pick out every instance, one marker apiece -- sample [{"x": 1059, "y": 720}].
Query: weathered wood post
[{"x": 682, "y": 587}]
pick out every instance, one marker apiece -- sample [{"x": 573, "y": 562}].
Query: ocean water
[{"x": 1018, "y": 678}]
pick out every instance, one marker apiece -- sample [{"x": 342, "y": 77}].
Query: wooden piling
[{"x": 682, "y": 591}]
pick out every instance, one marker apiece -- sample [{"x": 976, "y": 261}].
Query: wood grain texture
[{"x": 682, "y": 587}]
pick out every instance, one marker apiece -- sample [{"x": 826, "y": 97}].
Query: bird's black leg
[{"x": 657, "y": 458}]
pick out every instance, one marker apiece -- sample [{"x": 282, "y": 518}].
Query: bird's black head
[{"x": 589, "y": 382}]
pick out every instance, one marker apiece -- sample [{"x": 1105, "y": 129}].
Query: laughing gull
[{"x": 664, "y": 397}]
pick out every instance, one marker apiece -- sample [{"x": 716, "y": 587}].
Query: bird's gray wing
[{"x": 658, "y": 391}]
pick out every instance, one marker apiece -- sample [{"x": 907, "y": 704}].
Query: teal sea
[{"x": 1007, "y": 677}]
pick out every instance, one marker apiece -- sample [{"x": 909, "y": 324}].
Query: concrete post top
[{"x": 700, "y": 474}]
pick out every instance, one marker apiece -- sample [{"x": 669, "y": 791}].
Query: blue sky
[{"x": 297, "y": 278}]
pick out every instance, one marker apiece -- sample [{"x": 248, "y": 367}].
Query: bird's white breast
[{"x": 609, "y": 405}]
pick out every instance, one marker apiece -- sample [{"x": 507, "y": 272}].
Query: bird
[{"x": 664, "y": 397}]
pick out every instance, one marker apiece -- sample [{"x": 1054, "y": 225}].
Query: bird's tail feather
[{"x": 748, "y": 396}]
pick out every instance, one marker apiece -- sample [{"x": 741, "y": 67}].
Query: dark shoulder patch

======

Return every line of the material above that contains the string "bird". Case counts.

→ Complete response
Query: bird's black leg
Query: bird's black head
Query: bird's gray wing
Query: bird's white breast
Query: bird
Query: bird's tail feather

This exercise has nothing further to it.